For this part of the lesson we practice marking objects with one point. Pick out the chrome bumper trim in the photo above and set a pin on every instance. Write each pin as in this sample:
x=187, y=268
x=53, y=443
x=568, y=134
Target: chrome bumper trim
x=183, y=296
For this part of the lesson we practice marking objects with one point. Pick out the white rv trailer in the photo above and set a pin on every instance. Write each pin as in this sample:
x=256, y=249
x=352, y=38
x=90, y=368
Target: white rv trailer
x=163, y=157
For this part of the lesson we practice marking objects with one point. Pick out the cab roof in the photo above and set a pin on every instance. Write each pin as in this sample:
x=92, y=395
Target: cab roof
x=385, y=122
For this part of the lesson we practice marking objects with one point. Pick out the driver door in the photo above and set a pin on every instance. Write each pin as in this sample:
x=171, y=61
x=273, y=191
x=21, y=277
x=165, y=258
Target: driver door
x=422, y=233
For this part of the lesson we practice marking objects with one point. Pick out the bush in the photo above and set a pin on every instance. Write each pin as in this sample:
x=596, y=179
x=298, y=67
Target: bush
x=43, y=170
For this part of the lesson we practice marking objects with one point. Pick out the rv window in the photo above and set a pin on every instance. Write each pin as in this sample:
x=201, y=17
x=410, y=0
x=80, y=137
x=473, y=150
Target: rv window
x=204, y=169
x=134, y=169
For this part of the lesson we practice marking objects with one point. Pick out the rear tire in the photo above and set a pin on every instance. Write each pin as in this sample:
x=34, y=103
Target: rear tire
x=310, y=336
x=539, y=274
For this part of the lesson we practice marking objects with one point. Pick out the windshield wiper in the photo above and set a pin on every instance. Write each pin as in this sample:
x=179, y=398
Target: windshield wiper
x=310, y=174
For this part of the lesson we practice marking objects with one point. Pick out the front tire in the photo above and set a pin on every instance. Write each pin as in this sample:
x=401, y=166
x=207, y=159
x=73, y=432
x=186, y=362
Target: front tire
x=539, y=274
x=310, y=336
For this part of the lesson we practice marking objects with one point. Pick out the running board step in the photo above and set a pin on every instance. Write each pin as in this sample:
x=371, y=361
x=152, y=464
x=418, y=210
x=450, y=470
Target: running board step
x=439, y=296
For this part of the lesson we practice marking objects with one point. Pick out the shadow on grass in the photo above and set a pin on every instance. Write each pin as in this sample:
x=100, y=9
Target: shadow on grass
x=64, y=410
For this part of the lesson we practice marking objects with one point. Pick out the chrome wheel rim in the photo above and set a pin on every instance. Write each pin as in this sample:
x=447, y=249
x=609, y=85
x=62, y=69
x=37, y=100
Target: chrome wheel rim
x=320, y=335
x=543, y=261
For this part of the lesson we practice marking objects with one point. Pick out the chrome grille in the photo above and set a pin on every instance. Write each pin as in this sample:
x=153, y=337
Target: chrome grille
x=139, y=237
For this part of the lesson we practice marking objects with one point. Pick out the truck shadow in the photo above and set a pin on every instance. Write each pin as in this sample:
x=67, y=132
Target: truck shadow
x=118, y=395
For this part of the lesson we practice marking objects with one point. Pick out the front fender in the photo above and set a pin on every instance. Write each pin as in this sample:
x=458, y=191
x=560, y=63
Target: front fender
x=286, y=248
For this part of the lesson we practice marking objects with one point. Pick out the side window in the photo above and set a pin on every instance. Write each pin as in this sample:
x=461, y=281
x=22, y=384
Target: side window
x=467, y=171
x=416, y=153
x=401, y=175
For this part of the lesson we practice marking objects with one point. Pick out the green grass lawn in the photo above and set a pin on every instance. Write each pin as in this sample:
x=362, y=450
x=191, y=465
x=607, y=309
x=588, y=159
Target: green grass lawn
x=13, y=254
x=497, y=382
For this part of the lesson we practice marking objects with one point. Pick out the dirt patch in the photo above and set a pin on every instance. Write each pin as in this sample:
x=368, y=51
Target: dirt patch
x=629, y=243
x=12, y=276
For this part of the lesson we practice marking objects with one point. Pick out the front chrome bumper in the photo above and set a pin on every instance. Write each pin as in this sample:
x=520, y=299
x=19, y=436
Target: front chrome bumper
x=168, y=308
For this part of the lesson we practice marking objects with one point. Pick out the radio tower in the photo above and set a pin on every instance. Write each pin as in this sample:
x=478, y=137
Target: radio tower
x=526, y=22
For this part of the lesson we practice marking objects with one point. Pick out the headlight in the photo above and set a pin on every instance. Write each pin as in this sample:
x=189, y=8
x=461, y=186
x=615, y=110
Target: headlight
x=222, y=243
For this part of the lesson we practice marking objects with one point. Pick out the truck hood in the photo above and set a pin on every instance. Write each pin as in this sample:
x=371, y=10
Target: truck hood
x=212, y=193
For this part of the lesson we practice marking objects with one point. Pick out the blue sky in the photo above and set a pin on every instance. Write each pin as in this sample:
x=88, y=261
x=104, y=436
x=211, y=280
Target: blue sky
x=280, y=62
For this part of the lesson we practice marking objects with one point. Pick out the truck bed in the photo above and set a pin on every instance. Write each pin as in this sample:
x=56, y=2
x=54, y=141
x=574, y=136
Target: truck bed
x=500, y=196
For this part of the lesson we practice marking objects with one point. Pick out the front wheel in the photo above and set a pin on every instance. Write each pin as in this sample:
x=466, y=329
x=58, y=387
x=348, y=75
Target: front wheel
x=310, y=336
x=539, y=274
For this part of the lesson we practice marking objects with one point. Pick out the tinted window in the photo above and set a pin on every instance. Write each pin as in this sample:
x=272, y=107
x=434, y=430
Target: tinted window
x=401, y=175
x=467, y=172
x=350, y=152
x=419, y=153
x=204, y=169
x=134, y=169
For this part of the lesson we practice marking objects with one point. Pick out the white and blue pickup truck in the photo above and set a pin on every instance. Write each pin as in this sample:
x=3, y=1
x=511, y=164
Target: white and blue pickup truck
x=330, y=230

### REQUIRED WORK:
Please repeat each line above exactly.

### PROBLEM SOLUTION:
For this part of the lesson we practice marking objects with one point. Pick out the chrome bumper trim in the photo above and set a pin on every instance. Write each pin as in this sample:
x=187, y=268
x=53, y=443
x=568, y=134
Target: chrome bumper trim
x=183, y=296
For this part of the lesson we practice marking objects with one point. Pick out the white rv trailer in the photo above and set a pin on every instance. Write each pin as in this sample:
x=256, y=249
x=352, y=38
x=90, y=368
Target: white rv trailer
x=163, y=157
For this part of the lesson we practice marking objects with one point. Pick out the cab roof in the photo above and set a pin on every instance. Write each pin as in this sample:
x=92, y=395
Target: cab roof
x=385, y=122
For this part of the lesson we practice marking objects with one point. Pick out the driver door in the photo above and set a pin on every instance. Write each pin as in this sample:
x=171, y=61
x=273, y=191
x=21, y=277
x=165, y=258
Target: driver door
x=422, y=233
For this part of the lesson we practice marking objects with one point. Pick out the bush in the photo above and set a pin on every instance. Write each pin as in this sample:
x=596, y=179
x=298, y=67
Target: bush
x=43, y=170
For this part of the lesson we practice marking objects with one point. Pick out the rv window in the photo above and set a pin on every instance. Write each pin as in this sample:
x=201, y=17
x=410, y=0
x=80, y=137
x=473, y=150
Target: rv window
x=204, y=169
x=134, y=169
For this part of the lesson we practice marking objects with one point. Pick out the rear tire in the photo above and set a pin on every instance. Write each pin as in this sample:
x=34, y=103
Target: rear tire
x=310, y=336
x=539, y=274
For this part of the lesson we practice marking objects with one point. Pick out the windshield wiper in the photo above and set a pin on every instance. Write each pin as in this sample:
x=179, y=398
Target: windshield wiper
x=310, y=174
For this part of the lesson we practice marking objects with one point. Pick out the front tire in the photo above and set a pin on every instance. Write each pin as in this sample:
x=401, y=166
x=207, y=159
x=73, y=432
x=186, y=362
Target: front tire
x=539, y=274
x=310, y=336
For this part of the lesson we practice marking objects with one point. Pick out the running board step in the photo above and set a pin on every instance. Write each pin as in this sample:
x=371, y=361
x=152, y=464
x=418, y=210
x=450, y=470
Target: running board step
x=439, y=296
For this part of the lesson we practice marking objects with one point. Pick out the shadow on grass in the photo above and set a pin on every instance. Write each pin as in this sample:
x=100, y=9
Target: shadow on grass
x=64, y=410
For this part of the lesson we practice marking objects with one point. Pick out the chrome wheel rim in the photo above and set a pin on every instance. Write each pin as in this sample:
x=447, y=249
x=609, y=85
x=62, y=69
x=37, y=100
Target: chrome wheel rim
x=320, y=335
x=543, y=261
For this part of the lesson we practice marking objects with one point. Pick out the chrome grille in the photo above and set a pin on every instance. Write each pin as in this sample:
x=153, y=337
Target: chrome grille
x=139, y=237
For this part of the lesson we practice marking objects with one point. Pick out the truck shadow in the photo above and set a pin on every instance. Write each pin as in this sample:
x=67, y=132
Target: truck shadow
x=118, y=395
For this part of the lesson we practice marking objects with one point. Pick out the front fender in the photo above and set a pin on every instance. Write each pin as in this sample:
x=458, y=191
x=560, y=63
Target: front fender
x=286, y=248
For this part of the lesson we practice marking objects with one point. Pick out the side window in the photo above and set a pin on every instance. Write each pin as in this sample:
x=461, y=281
x=22, y=384
Target: side window
x=467, y=171
x=416, y=153
x=401, y=175
For this part of the lesson we practice marking objects with one point. Pick out the green grass lawn in the photo above and set a pin on every instance. Write each pin as in this sample:
x=362, y=450
x=191, y=465
x=607, y=309
x=588, y=159
Target: green grass lawn
x=13, y=254
x=497, y=382
For this part of the lesson we practice marking objects with one point. Pick out the dirt patch in the photo above and set a pin on every instance. Write each pin as in this sample:
x=368, y=51
Target: dirt patch
x=629, y=243
x=12, y=276
For this part of the lesson we practice marking objects with one point. Pick out the front chrome bumper in the photo above and set a pin on every instance. Write each pin as in this sample:
x=520, y=299
x=19, y=436
Target: front chrome bumper
x=168, y=308
For this part of the lesson we practice marking objects with one point. Pick out the radio tower in the photo above and set a pin on every instance. Write each pin as in this sample:
x=478, y=137
Target: radio tower
x=526, y=22
For this part of the lesson we practice marking objects with one point. Pick out the headlight in the photo above and set a pin on every instance. Write each pin as in this sample:
x=189, y=8
x=461, y=186
x=615, y=110
Target: headlight
x=222, y=243
For this part of the lesson we practice marking objects with one point. Pick out the truck hood in the photo above and set a pin on every instance. Write each pin as in this sample:
x=371, y=10
Target: truck hood
x=212, y=193
For this part of the lesson we practice marking objects with one point. Pick out the blue sky in the photo above and set a pin on every instance. Write each pin as in this sample:
x=88, y=261
x=104, y=436
x=211, y=280
Target: blue sky
x=280, y=62
For this part of the lesson we practice marking objects with one point. Pick out the truck bed in the photo above and set a pin on every instance. Write each pin as in this sample:
x=56, y=2
x=54, y=141
x=574, y=136
Target: truck bed
x=500, y=196
For this part of the lesson we practice marking objects with one point. Pick out the front wheel in the photo above and set a pin on every instance. Write each pin as in this sample:
x=466, y=329
x=58, y=387
x=348, y=75
Target: front wheel
x=310, y=336
x=539, y=274
For this part of the lesson we practice marking objects with one point. Pick out the tinted window in the photo above and set a pin on every instance. Write each pin as in this sample:
x=272, y=107
x=434, y=430
Target: tinted window
x=401, y=175
x=467, y=172
x=350, y=152
x=419, y=153
x=204, y=169
x=134, y=169
For this part of the lesson we practice marking objects with one point. Pick out the white and blue pickup truck in the photo above and set a pin on every instance. Write each pin as in this sample:
x=3, y=1
x=511, y=164
Target: white and blue pickup truck
x=330, y=230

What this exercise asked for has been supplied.